§ **WHAT THE TASK ASKS**: Extract every line of the data below that contains the string "orange".

§ **TASK INPUT**:
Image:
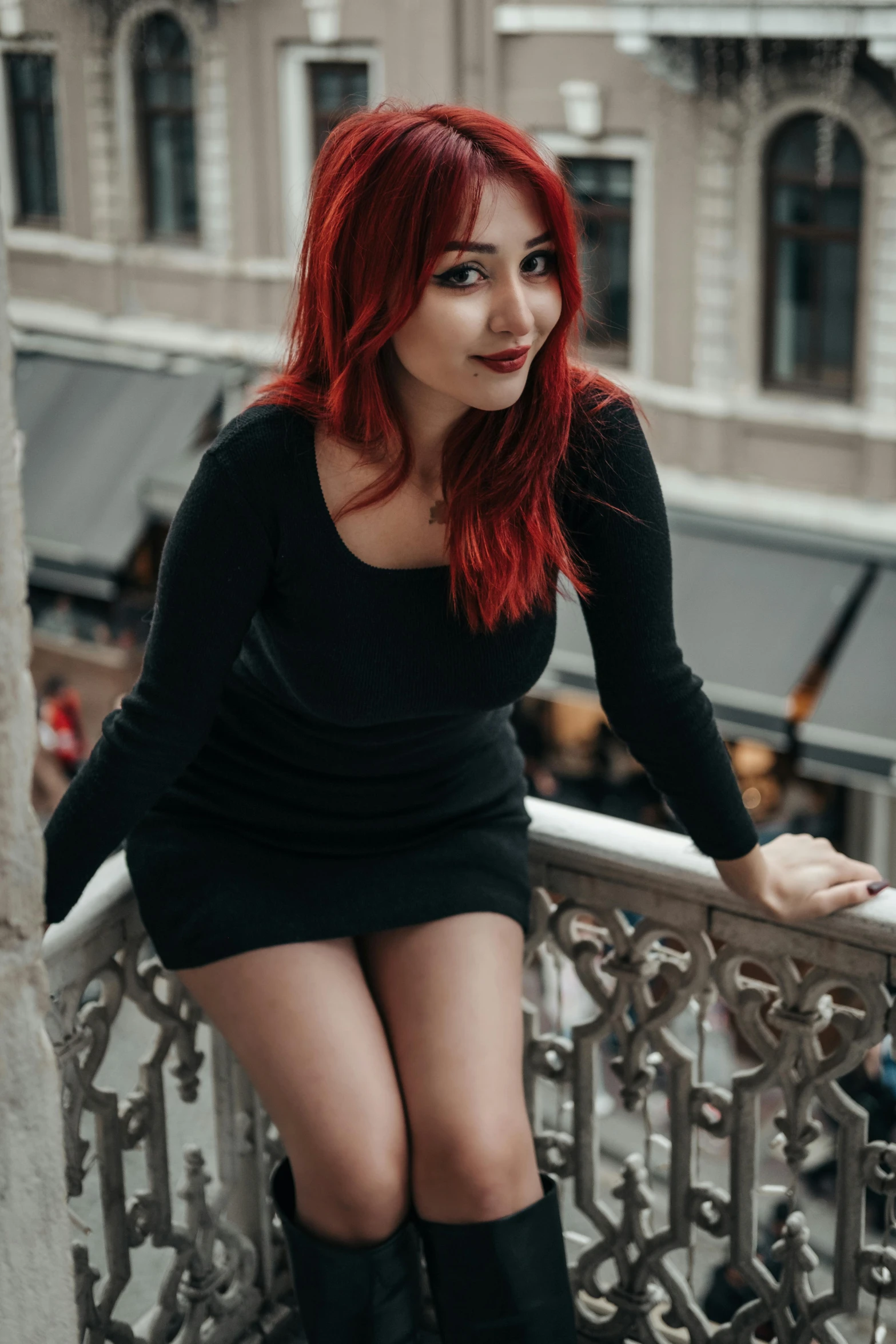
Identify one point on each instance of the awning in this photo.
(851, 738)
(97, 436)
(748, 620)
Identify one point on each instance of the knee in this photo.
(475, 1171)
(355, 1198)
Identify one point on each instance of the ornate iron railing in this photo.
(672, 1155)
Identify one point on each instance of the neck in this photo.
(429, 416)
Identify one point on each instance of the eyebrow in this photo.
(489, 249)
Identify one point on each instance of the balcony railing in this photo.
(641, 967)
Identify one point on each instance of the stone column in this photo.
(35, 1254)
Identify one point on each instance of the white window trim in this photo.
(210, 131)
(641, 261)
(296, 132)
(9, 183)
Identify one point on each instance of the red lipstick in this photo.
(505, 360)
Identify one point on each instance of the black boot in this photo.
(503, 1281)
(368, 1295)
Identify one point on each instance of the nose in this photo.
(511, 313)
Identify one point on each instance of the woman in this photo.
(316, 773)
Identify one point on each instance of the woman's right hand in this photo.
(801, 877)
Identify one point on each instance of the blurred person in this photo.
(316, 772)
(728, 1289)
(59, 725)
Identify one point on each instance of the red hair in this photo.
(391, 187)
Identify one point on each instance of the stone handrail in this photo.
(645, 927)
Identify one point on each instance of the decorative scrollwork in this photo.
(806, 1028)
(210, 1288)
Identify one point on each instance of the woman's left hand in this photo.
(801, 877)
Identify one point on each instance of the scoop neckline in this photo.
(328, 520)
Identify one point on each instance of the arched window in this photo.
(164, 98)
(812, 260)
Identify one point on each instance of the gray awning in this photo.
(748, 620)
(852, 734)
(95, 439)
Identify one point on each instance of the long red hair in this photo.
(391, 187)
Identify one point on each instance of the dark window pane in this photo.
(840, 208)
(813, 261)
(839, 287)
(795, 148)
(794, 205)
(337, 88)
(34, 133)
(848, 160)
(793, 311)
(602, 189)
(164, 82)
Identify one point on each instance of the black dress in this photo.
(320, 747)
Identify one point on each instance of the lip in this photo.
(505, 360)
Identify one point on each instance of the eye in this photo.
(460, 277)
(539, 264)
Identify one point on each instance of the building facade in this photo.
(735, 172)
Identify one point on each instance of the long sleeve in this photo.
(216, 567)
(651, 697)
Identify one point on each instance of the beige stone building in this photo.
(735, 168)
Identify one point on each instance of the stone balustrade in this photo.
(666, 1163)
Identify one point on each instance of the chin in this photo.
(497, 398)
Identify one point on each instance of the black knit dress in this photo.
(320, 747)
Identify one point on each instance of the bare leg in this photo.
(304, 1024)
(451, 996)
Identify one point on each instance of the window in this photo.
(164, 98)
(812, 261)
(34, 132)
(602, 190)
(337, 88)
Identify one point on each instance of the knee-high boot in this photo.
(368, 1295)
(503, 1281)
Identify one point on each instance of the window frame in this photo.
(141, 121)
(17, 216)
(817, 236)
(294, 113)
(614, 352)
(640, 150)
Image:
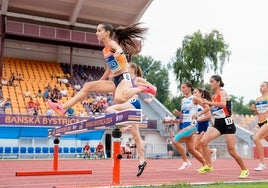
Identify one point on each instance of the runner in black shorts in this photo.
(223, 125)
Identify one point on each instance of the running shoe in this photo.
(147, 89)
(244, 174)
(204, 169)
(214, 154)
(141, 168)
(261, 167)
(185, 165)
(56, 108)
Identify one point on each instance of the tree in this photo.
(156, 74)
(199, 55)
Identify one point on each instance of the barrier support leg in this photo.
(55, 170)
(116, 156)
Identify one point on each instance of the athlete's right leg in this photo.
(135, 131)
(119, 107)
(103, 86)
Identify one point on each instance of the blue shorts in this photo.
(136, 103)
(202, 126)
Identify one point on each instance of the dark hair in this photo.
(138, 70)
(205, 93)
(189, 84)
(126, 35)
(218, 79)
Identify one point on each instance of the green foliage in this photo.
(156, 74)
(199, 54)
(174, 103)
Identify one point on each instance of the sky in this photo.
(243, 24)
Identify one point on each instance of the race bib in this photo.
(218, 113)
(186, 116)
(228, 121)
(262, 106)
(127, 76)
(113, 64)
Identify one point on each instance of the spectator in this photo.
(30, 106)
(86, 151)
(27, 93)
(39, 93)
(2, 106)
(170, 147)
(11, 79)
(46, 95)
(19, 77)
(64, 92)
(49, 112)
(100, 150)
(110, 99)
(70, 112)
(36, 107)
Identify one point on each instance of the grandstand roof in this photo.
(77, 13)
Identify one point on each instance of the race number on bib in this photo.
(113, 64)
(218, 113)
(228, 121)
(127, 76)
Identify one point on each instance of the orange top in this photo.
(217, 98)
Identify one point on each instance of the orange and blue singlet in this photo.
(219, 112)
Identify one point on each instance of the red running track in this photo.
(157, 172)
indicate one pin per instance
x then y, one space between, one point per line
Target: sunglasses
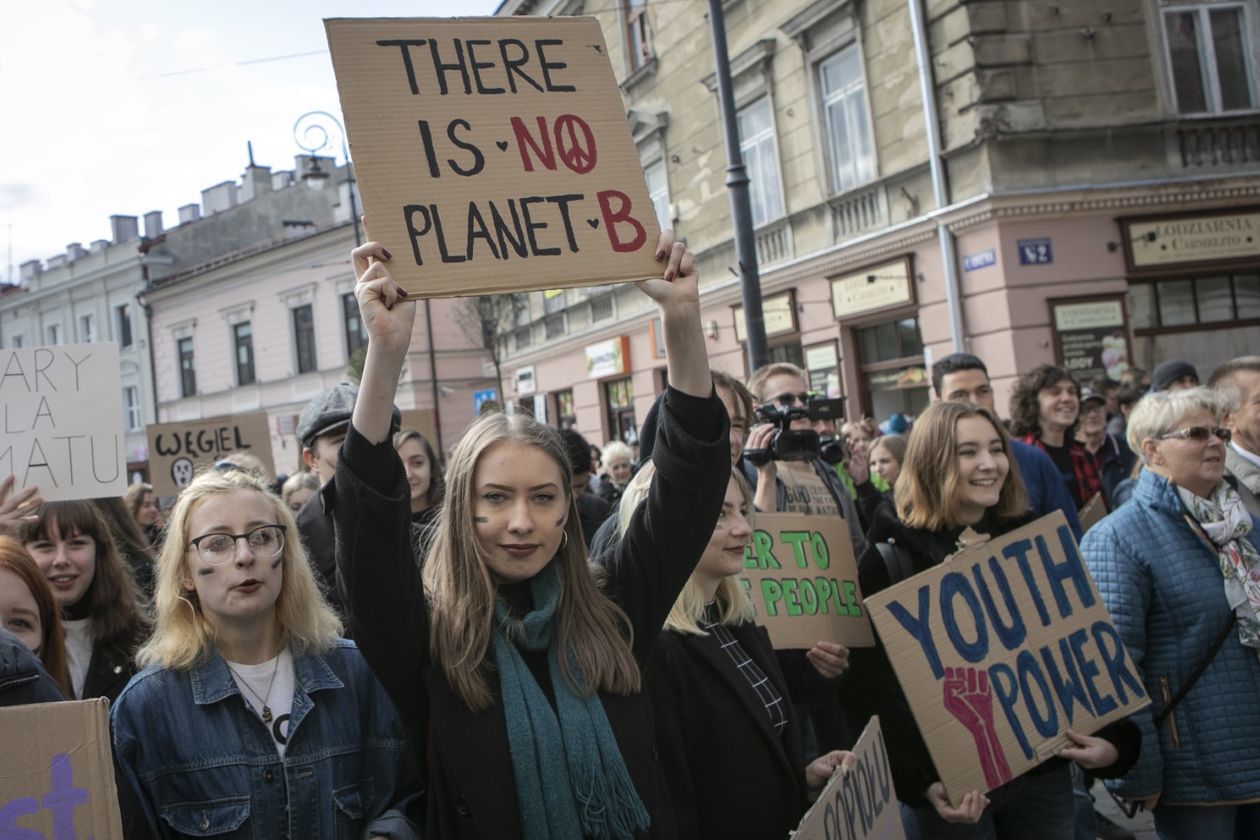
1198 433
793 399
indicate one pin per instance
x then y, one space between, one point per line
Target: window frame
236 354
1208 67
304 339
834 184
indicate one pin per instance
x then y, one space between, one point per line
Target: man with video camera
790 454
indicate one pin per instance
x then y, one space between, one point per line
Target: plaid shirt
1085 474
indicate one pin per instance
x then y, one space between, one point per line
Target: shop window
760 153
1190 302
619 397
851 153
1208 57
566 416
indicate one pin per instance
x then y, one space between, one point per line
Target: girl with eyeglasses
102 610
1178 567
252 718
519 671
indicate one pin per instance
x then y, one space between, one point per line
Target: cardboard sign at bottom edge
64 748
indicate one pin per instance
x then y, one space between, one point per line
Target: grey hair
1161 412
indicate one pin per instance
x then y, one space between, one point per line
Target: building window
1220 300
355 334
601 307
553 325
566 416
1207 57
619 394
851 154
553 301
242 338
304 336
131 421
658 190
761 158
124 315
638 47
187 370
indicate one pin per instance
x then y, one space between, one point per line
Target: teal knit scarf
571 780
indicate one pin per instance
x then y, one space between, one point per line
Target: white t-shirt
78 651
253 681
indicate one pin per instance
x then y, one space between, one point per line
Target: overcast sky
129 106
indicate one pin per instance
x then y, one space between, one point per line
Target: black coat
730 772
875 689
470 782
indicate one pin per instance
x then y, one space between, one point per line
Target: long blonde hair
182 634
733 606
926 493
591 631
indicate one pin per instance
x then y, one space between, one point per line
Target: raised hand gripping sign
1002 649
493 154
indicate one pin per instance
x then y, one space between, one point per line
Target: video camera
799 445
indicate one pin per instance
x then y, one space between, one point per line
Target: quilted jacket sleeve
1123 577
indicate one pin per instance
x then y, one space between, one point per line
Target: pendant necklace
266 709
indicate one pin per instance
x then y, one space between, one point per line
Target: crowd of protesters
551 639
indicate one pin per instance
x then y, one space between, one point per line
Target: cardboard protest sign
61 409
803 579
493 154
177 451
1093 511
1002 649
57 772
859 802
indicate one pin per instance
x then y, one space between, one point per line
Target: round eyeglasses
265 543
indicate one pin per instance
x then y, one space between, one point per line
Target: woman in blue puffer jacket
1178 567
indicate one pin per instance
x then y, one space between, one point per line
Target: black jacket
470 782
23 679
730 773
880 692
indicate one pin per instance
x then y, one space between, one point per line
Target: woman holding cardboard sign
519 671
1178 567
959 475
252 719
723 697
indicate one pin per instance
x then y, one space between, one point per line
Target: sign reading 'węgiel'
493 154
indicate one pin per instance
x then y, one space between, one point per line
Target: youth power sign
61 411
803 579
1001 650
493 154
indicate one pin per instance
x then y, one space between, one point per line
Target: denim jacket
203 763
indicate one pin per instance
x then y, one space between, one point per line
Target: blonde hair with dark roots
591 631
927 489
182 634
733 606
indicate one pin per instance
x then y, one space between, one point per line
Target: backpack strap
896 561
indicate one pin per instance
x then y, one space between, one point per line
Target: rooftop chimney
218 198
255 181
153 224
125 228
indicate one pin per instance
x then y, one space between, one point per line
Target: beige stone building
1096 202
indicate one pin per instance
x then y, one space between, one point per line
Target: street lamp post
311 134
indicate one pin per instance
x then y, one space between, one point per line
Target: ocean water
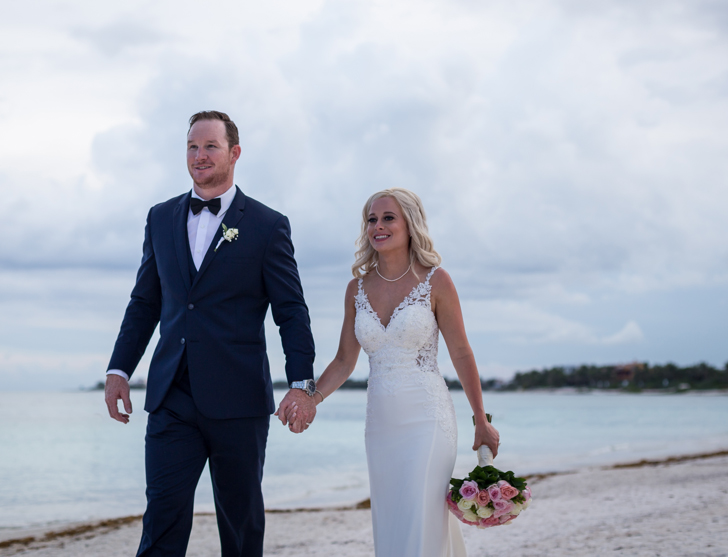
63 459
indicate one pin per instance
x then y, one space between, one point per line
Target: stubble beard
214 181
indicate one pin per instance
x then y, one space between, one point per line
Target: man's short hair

§ **PROBLEM SOLUTION**:
Identify one point on each instance of the orange top in this photo.
Identify one point on each instance of the orange and blue singlet in this photo.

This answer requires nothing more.